◆ Task description ◆
Starting at the line that contains "Find all occurrences of white vinyl fence." and ending at the end of the listing, rewrite those lines, requests included, multiplying every bounding-box coordinate in the answers by 2.2 and rounding to whole numbers, with halves rounded up. Leave the numbers in the requests and their format samples unchanged.
"""
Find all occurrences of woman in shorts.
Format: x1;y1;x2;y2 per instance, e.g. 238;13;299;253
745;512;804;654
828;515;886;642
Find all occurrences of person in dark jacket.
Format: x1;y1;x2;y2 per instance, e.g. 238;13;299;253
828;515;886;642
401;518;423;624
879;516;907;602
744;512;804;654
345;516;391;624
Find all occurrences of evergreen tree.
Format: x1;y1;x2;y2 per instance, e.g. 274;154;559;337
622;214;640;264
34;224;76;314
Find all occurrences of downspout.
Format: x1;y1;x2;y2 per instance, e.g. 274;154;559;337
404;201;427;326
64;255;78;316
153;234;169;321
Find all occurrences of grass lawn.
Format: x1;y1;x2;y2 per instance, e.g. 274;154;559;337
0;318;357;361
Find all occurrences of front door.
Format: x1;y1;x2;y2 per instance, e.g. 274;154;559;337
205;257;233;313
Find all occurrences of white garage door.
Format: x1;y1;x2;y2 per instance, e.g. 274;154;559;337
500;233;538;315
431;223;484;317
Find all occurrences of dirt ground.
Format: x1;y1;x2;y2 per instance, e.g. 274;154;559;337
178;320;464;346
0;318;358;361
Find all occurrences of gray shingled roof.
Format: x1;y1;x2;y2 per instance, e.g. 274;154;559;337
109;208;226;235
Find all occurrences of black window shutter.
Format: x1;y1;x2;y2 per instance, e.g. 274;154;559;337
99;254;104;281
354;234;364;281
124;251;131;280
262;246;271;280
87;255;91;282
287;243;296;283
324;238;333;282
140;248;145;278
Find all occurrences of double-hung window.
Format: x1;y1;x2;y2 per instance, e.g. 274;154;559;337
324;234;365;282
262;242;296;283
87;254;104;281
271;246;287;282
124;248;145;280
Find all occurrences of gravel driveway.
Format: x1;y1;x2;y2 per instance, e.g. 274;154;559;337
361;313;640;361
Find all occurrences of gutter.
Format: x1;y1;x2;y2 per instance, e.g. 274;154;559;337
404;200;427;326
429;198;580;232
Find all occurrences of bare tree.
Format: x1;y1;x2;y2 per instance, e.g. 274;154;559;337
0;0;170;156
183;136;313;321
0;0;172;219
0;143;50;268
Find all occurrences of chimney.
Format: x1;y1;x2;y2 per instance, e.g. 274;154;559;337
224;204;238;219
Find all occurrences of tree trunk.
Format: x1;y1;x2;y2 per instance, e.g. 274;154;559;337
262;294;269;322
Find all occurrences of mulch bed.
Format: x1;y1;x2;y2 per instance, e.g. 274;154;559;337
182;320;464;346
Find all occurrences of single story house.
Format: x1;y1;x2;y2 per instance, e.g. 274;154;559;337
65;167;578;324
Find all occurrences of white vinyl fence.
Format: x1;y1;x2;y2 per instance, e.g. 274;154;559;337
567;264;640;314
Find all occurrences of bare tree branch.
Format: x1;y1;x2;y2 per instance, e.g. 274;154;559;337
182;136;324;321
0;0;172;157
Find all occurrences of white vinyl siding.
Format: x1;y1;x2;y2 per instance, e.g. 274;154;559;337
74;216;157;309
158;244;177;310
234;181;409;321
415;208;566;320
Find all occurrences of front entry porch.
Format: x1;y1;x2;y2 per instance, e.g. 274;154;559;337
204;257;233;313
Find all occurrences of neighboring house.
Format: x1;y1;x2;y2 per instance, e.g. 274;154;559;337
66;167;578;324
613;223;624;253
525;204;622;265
"""
◆ Expected output ◆
Find all occurrences of white vinyl fence.
Format: x1;y1;x2;y2 per instance, e.g. 274;154;559;337
1247;581;1408;691
Find all occurrences of bare tree branch.
Format: x1;y1;x2;y2 per instance, e.g. 274;154;559;337
400;299;713;706
0;0;378;345
Find all occurrences of white vinyl siding.
Format: x1;y1;x2;y2 per instance, e.g. 274;154;559;337
163;475;345;680
348;537;389;682
515;398;900;706
913;458;1245;704
Find all occurrences of front entry porch.
Format: x1;y1;x2;y2 per instance, e.g. 274;154;559;337
449;565;513;689
Find all occurrences of neighboring house.
Format: x1;y1;x2;y2 per instance, e.g. 274;154;559;337
145;367;1272;713
1349;491;1373;557
1155;449;1368;583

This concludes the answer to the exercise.